Exercise aim: Convert every row below into a JSON list of strings, one string per line, dropping blank lines and leaving out the pictures.

# # # # #

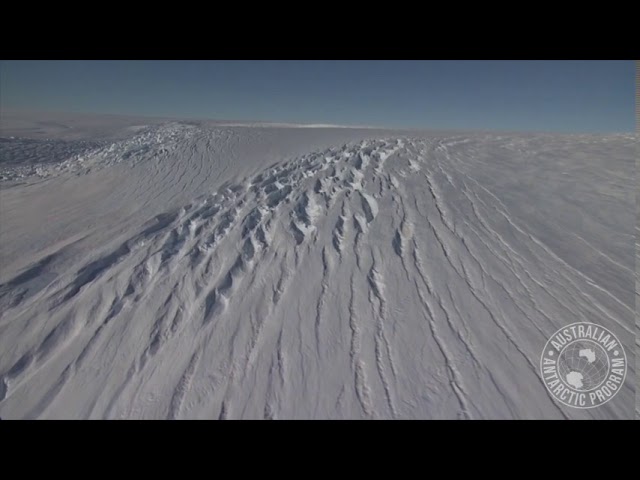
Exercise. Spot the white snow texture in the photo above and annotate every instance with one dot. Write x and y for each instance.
(163, 269)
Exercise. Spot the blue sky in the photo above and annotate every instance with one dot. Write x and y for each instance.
(563, 96)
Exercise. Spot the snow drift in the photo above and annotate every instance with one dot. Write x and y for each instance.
(192, 270)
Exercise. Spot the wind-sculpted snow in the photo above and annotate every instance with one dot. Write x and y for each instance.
(401, 276)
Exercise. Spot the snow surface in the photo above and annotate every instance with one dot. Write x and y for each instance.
(173, 269)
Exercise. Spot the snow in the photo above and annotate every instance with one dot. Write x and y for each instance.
(155, 268)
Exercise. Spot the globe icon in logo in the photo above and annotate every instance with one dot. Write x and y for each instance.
(583, 365)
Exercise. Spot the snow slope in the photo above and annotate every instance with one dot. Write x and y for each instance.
(193, 270)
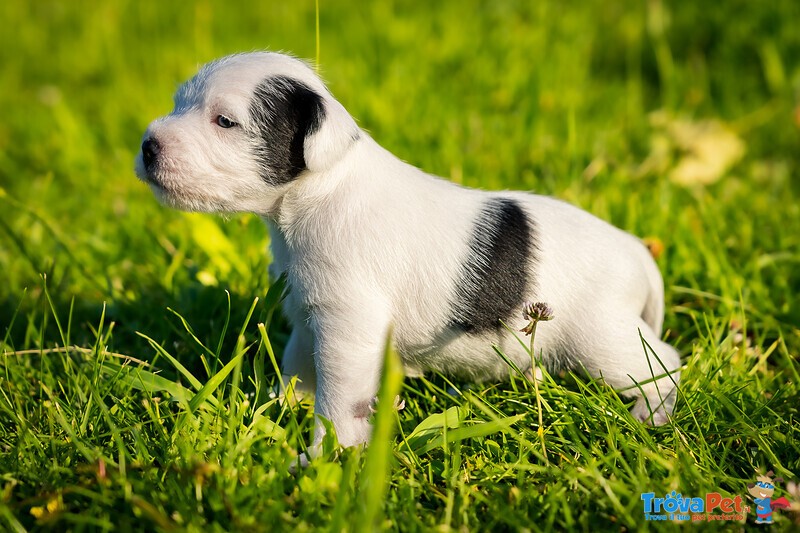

# # # # #

Result:
[
  "Exercise. Spot the white snow texture in the photo above and annotate every instance with one dot. Write x and y for each instance.",
  "(163, 269)",
  "Exercise. Spot the blue sky in the photo above and annotate every instance with one dot. Write x and y for each instance.",
  "(563, 96)",
  "Exercise. Spot the snow drift in the photo above and annotate every instance with one dot. Write x and y for each instance.",
  "(192, 270)",
  "Exercise. Spot the wind-sculpted snow in the photo above and annotate every instance with one dot. Write x and y for each instance.",
  "(401, 276)",
  "Exercise. Spot the snow surface in the photo above and annotate every instance with one dot. Write x and y for each instance.",
  "(173, 269)",
  "Exercise. Spot the snow in the photo above and annotate every instance with one dot. Write x and y for each instance.",
  "(155, 268)",
  "Exercise. Spot the globe icon in logo in the photo above and annotate every instance with one dot. Write x and y for each instance.",
  "(583, 365)",
  "Exercise. Spot the snow slope in the photo above and annotate every instance with one dot. Write x and y for each instance.",
  "(193, 270)"
]